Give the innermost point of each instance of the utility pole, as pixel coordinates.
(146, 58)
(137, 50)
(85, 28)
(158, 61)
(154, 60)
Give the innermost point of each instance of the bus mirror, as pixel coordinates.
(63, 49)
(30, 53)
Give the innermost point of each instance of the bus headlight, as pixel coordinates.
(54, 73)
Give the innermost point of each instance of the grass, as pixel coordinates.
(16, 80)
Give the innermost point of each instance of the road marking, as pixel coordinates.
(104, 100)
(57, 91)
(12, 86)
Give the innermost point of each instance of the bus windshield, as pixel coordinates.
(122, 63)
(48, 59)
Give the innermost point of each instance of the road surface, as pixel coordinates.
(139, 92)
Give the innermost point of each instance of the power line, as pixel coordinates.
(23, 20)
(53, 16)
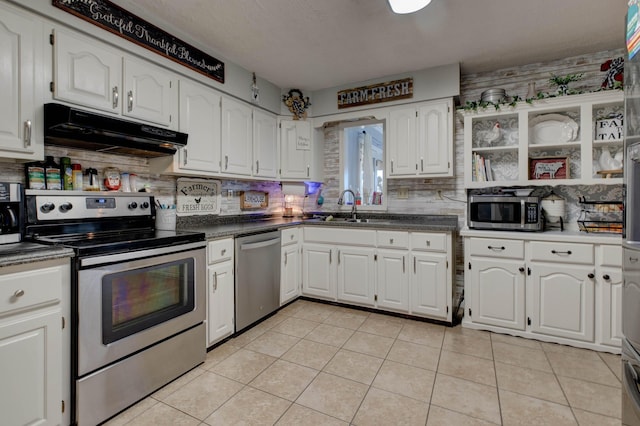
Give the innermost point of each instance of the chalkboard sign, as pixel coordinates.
(114, 19)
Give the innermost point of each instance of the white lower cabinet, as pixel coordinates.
(393, 280)
(566, 290)
(318, 271)
(405, 272)
(34, 343)
(562, 301)
(498, 291)
(356, 275)
(291, 264)
(220, 290)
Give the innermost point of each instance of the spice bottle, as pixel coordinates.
(52, 176)
(76, 171)
(67, 173)
(35, 175)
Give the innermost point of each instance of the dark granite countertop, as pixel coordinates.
(219, 227)
(17, 253)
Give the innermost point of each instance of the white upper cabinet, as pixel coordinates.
(92, 74)
(296, 155)
(420, 140)
(556, 141)
(86, 72)
(265, 153)
(151, 93)
(20, 37)
(237, 137)
(200, 119)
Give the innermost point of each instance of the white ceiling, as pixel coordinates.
(316, 44)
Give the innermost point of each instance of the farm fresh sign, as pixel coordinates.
(114, 19)
(376, 93)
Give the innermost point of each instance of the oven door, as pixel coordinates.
(129, 301)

# # # # # # #

### Zadanie do wykonania
Przedstaw wszystkie powyższe dane jako tabelę Markdown z kolumnami „Nr” (numer wiersza) i „Wiersz” (jego treść), pomijając puste wiersze. Obrazów nie umieszczaj w odpowiedzi.

### Odpowiedź poniżej
| Nr | Wiersz |
|---|---|
| 1 | Give the innermost point of each instance of the utility pole, as pixel coordinates. |
| 2 | (146, 58) |
| 3 | (137, 50) |
| 4 | (85, 28) |
| 5 | (158, 61) |
| 6 | (154, 60) |
| 7 | Give the innermost point of each instance of the bus mirror, as pixel coordinates. |
| 8 | (63, 49) |
| 9 | (30, 53) |
| 10 | Give the innermost point of each instance of the bus headlight, as pixel coordinates. |
| 11 | (54, 73) |
| 12 | Give the innermost point of each instance of the grass, as pixel coordinates. |
| 13 | (16, 80) |
| 14 | Give the innermost point of each instance of the road marking, as pixel coordinates. |
| 15 | (104, 100) |
| 16 | (57, 91) |
| 17 | (12, 86) |
| 18 | Give the innermost point of each instance of the bus windshield, as pixel coordinates. |
| 19 | (122, 63) |
| 20 | (48, 59) |
| 21 | Give the innermost point of each instance of the road surface, as pixel coordinates. |
| 22 | (139, 92) |
| 23 | Give the innermost point of each instance of the power line, as pixel coordinates. |
| 24 | (23, 20) |
| 25 | (53, 16) |
| 26 | Give the innermost point of each instance of the chalkboard sign, as pixel coordinates. |
| 27 | (114, 19) |
| 28 | Give the innermost point of each instance of the white lower cabinet, as pixel coordinates. |
| 29 | (393, 280) |
| 30 | (566, 290) |
| 31 | (318, 271) |
| 32 | (405, 272) |
| 33 | (34, 343) |
| 34 | (562, 301) |
| 35 | (498, 291) |
| 36 | (356, 275) |
| 37 | (291, 264) |
| 38 | (220, 290) |
| 39 | Give the innermost point of each instance of the spice bottle, as pixel coordinates. |
| 40 | (52, 176) |
| 41 | (76, 171) |
| 42 | (67, 173) |
| 43 | (35, 175) |
| 44 | Give the innermost point of each instance of the dark granite countertop, as pixel coordinates. |
| 45 | (219, 227) |
| 46 | (17, 253) |
| 47 | Give the innermost point of each instance of the white upper cabinet, as pixel coordinates. |
| 48 | (92, 74) |
| 49 | (296, 155) |
| 50 | (420, 140) |
| 51 | (556, 141) |
| 52 | (86, 72) |
| 53 | (265, 153) |
| 54 | (151, 93) |
| 55 | (20, 37) |
| 56 | (237, 137) |
| 57 | (200, 119) |
| 58 | Give the innermost point of each instance of the white ceiling, as pixel coordinates. |
| 59 | (316, 44) |
| 60 | Give the innermost point of each instance of the farm fresh sign, as pixel coordinates. |
| 61 | (114, 19) |
| 62 | (376, 93) |
| 63 | Give the innermost point of each instance of the oven door, as pixel coordinates. |
| 64 | (129, 301) |